Activity
Search the entries below for the line containing "Where is the knot"; from there to the end, return every line exactly and add nothing.

━━━━━━

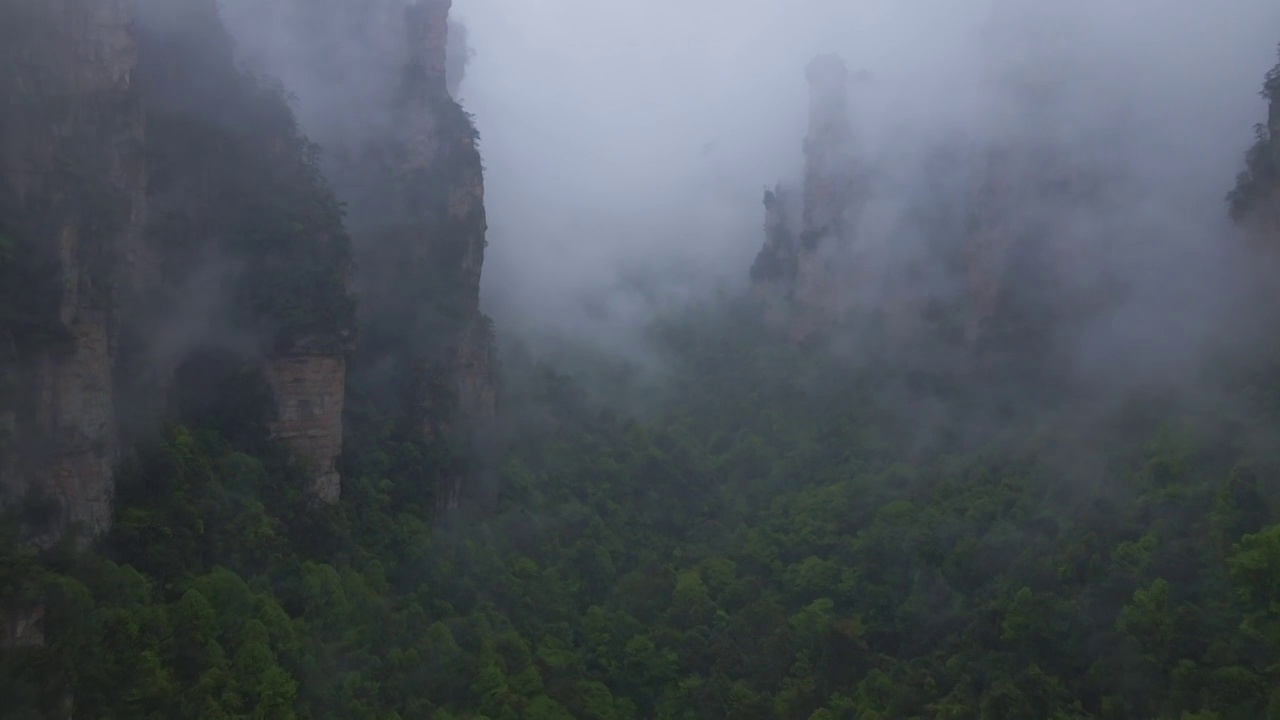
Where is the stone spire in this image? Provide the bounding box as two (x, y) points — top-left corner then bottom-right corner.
(791, 53), (864, 337)
(801, 54), (856, 248)
(405, 0), (452, 83)
(749, 53), (867, 337)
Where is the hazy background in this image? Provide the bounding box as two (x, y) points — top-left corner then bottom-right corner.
(217, 0), (1280, 378)
(455, 0), (1280, 352)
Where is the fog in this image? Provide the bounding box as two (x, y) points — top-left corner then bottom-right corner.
(454, 0), (1280, 353)
(215, 0), (1280, 385)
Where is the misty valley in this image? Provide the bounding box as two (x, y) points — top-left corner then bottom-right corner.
(7, 1), (1280, 719)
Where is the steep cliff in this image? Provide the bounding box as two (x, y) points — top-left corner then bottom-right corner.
(1229, 49), (1280, 235)
(750, 184), (800, 319)
(221, 0), (497, 509)
(750, 55), (869, 339)
(792, 55), (866, 337)
(0, 0), (145, 540)
(127, 0), (355, 502)
(0, 0), (359, 539)
(750, 42), (1121, 372)
(262, 356), (345, 502)
(798, 55), (859, 253)
(359, 0), (495, 509)
(446, 17), (474, 99)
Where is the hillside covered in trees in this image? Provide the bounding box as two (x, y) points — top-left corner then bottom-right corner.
(8, 288), (1280, 719)
(6, 2), (1280, 720)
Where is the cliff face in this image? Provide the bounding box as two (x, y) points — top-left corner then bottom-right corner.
(0, 0), (360, 539)
(793, 55), (865, 337)
(131, 0), (355, 503)
(750, 55), (868, 339)
(221, 0), (497, 508)
(1229, 56), (1280, 237)
(799, 55), (858, 252)
(749, 48), (1116, 374)
(262, 356), (345, 502)
(379, 0), (496, 508)
(750, 185), (800, 321)
(446, 18), (474, 99)
(0, 0), (145, 539)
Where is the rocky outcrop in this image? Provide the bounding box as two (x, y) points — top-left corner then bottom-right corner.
(750, 185), (800, 319)
(2, 605), (45, 648)
(446, 18), (474, 98)
(408, 1), (452, 86)
(750, 54), (868, 338)
(747, 184), (798, 294)
(0, 0), (362, 536)
(0, 0), (145, 539)
(0, 0), (493, 529)
(221, 0), (497, 507)
(263, 355), (346, 502)
(1229, 56), (1280, 236)
(452, 317), (498, 431)
(793, 55), (865, 337)
(395, 0), (497, 505)
(799, 55), (859, 252)
(748, 44), (1123, 369)
(131, 0), (356, 503)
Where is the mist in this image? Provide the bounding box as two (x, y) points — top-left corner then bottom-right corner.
(213, 0), (1280, 390)
(450, 0), (1280, 370)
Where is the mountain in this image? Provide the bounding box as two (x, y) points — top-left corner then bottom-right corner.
(218, 0), (497, 511)
(750, 45), (1125, 398)
(0, 0), (493, 543)
(4, 3), (1280, 719)
(0, 0), (151, 541)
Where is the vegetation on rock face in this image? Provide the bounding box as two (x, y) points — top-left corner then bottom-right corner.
(750, 190), (797, 286)
(0, 0), (146, 527)
(5, 292), (1280, 719)
(136, 5), (355, 355)
(7, 7), (1280, 720)
(1228, 44), (1280, 222)
(344, 59), (490, 443)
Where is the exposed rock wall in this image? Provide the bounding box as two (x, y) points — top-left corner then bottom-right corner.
(220, 0), (497, 507)
(0, 0), (494, 529)
(1230, 57), (1280, 239)
(799, 55), (857, 249)
(0, 0), (361, 536)
(263, 355), (346, 502)
(131, 0), (356, 503)
(446, 18), (474, 98)
(750, 54), (867, 339)
(793, 55), (863, 337)
(398, 0), (497, 507)
(0, 0), (145, 539)
(750, 185), (800, 320)
(452, 318), (498, 431)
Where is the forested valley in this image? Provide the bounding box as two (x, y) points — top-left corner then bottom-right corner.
(6, 1), (1280, 719)
(10, 288), (1280, 719)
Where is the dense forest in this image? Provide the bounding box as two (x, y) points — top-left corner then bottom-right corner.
(6, 4), (1280, 720)
(7, 290), (1280, 719)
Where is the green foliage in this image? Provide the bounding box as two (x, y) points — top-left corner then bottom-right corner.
(136, 15), (355, 354)
(1229, 45), (1280, 221)
(5, 19), (1280, 720)
(1264, 43), (1280, 102)
(7, 294), (1280, 718)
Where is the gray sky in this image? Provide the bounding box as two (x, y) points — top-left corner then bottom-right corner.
(455, 0), (1280, 349)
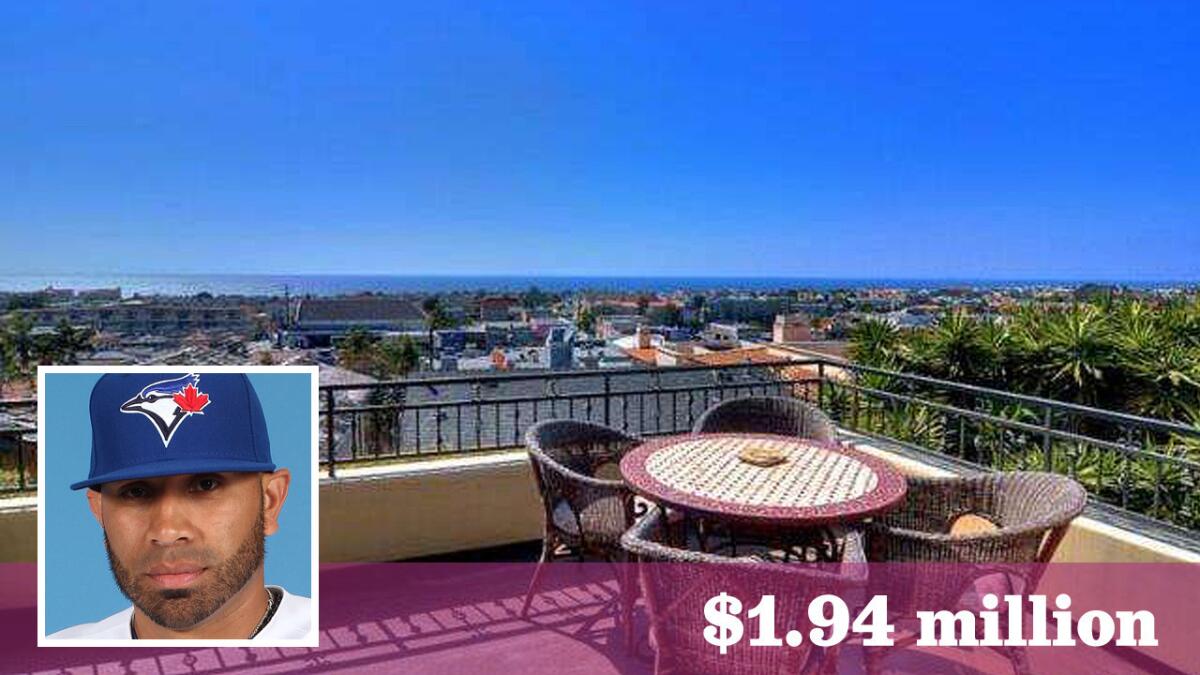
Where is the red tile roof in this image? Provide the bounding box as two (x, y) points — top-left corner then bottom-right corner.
(687, 348), (788, 366)
(622, 348), (659, 365)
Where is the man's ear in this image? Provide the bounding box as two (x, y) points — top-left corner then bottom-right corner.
(86, 488), (104, 527)
(261, 469), (291, 537)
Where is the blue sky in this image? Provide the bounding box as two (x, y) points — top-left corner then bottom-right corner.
(2, 2), (1198, 279)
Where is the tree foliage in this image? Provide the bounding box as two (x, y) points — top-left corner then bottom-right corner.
(337, 327), (421, 379)
(841, 298), (1200, 529)
(0, 314), (94, 391)
(849, 300), (1200, 421)
(575, 306), (596, 335)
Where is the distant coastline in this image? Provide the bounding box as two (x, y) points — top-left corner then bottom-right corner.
(1, 273), (1196, 298)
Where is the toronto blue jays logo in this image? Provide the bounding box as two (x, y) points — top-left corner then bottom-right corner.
(119, 373), (212, 447)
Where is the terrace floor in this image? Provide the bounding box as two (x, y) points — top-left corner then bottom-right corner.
(5, 560), (1150, 675)
(314, 563), (1148, 675)
(393, 546), (1149, 675)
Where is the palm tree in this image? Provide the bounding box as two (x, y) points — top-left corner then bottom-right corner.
(881, 401), (946, 449)
(366, 336), (421, 455)
(575, 306), (596, 335)
(421, 295), (452, 367)
(975, 318), (1015, 388)
(0, 333), (16, 398)
(916, 310), (993, 385)
(687, 295), (706, 328)
(1162, 297), (1200, 348)
(31, 332), (61, 366)
(848, 317), (901, 370)
(6, 314), (33, 375)
(338, 327), (376, 374)
(902, 310), (1002, 458)
(376, 335), (421, 379)
(839, 296), (1200, 523)
(1037, 304), (1116, 407)
(49, 319), (93, 365)
(1118, 300), (1200, 417)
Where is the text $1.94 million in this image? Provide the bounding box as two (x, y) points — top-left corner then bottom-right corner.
(703, 593), (895, 653)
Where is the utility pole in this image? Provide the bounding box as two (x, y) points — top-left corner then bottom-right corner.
(283, 284), (291, 328)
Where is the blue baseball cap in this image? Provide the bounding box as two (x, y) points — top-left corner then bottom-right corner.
(71, 372), (276, 490)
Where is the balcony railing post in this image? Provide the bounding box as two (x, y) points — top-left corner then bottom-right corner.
(474, 383), (483, 450)
(1119, 426), (1133, 509)
(957, 415), (967, 459)
(16, 435), (27, 492)
(1041, 407), (1054, 473)
(1152, 460), (1163, 517)
(603, 374), (611, 427)
(325, 388), (337, 479)
(851, 372), (861, 430)
(817, 361), (826, 410)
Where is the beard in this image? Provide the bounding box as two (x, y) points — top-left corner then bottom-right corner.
(105, 504), (265, 632)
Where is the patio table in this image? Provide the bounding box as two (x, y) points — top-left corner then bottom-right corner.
(619, 433), (908, 556)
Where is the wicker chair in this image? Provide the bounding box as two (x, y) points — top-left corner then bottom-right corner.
(522, 420), (643, 618)
(693, 396), (837, 443)
(622, 507), (867, 675)
(864, 471), (1088, 675)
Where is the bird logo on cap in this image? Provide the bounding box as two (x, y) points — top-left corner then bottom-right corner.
(119, 373), (212, 447)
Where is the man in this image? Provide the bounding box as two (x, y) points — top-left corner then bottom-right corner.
(49, 372), (312, 640)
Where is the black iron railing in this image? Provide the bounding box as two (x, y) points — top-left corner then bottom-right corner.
(0, 398), (36, 493)
(3, 359), (1198, 532)
(818, 361), (1200, 531)
(317, 358), (1200, 533)
(318, 361), (819, 471)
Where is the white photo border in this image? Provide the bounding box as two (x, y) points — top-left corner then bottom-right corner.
(36, 364), (321, 648)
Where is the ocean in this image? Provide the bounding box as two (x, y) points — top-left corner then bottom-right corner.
(0, 273), (1193, 298)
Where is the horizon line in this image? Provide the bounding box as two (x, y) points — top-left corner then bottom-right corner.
(4, 271), (1199, 284)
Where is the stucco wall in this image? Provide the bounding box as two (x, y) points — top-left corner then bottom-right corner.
(1, 446), (1196, 566)
(318, 452), (544, 562)
(0, 497), (36, 563)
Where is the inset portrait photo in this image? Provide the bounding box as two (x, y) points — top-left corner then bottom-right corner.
(38, 366), (319, 647)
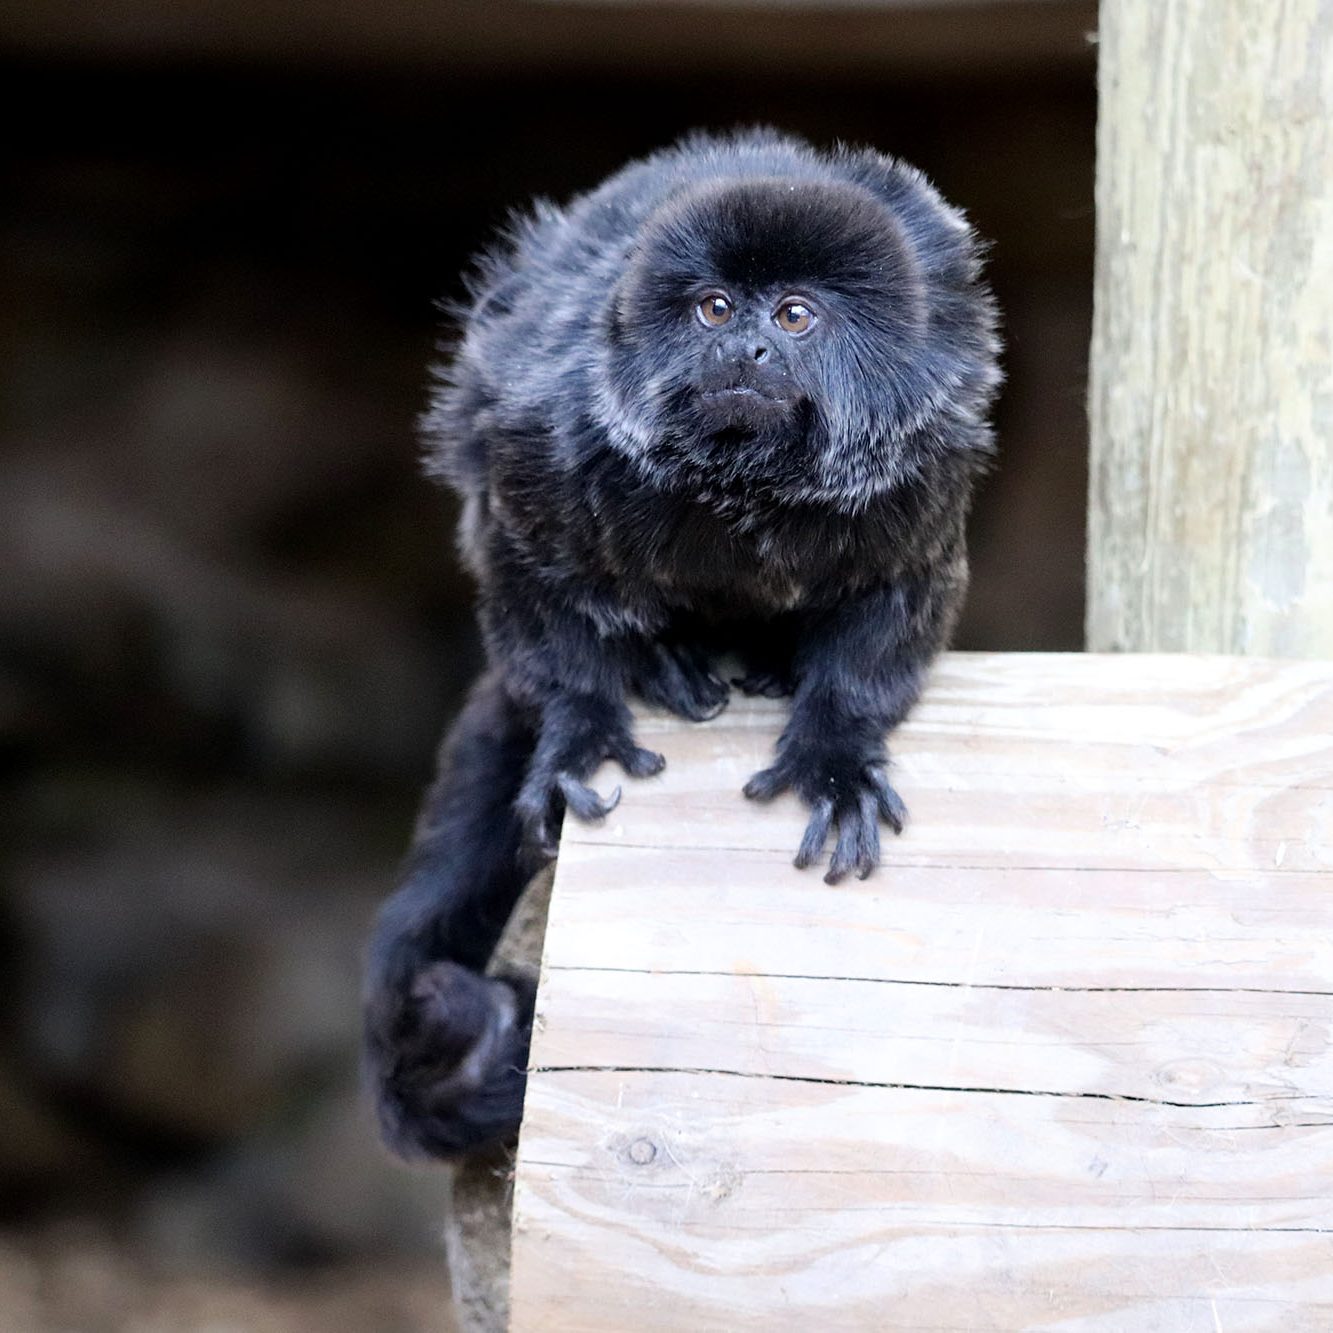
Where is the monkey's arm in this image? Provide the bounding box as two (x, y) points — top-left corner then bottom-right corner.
(743, 569), (959, 882)
(480, 570), (668, 856)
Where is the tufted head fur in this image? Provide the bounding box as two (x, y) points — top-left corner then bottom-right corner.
(588, 149), (998, 511)
(428, 128), (1000, 520)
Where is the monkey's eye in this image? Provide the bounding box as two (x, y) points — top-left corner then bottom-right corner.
(774, 301), (815, 335)
(696, 293), (733, 327)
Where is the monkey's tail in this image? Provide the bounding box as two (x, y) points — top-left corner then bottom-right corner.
(363, 669), (539, 1159)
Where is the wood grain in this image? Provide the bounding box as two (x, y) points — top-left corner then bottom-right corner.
(1087, 1), (1333, 657)
(510, 652), (1333, 1330)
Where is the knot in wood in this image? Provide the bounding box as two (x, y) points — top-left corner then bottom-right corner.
(1154, 1057), (1224, 1095)
(626, 1136), (657, 1166)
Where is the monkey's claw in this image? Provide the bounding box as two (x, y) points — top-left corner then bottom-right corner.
(864, 763), (906, 834)
(557, 772), (621, 821)
(517, 771), (625, 855)
(742, 764), (789, 802)
(614, 741), (667, 778)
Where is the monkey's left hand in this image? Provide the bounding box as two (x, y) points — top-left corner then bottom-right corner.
(744, 738), (906, 884)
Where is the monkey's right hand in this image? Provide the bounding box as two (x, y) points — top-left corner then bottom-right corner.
(365, 960), (535, 1159)
(744, 742), (907, 884)
(515, 692), (665, 856)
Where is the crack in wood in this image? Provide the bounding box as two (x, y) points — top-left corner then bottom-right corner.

━━━━━━

Task result
Where is the knot in wood in this image? Provide the bounding box as two (x, y) points — top-left corner then bottom-right corner.
(1154, 1057), (1224, 1095)
(626, 1136), (657, 1166)
Where is the monkey's claw in this image? Provide the bounding box as two (x, y) points — top-left corner then bottom-right corner.
(864, 763), (906, 834)
(557, 772), (621, 821)
(517, 771), (625, 855)
(742, 764), (789, 802)
(614, 741), (667, 778)
Where is the monkey's left hand in this image? Provide the bounding box as two (x, y) points — top-left corner then bottom-right corner.
(744, 738), (906, 884)
Where is the monkey's right hand in this image? Provide the bounding box as two (x, y) points — top-left corner then bottom-right corner.
(365, 960), (535, 1159)
(744, 742), (907, 884)
(515, 692), (665, 856)
Where is the crack in wood in this image? Provide the bounding box as two (x, y) points — top-left corner then bottom-right corner.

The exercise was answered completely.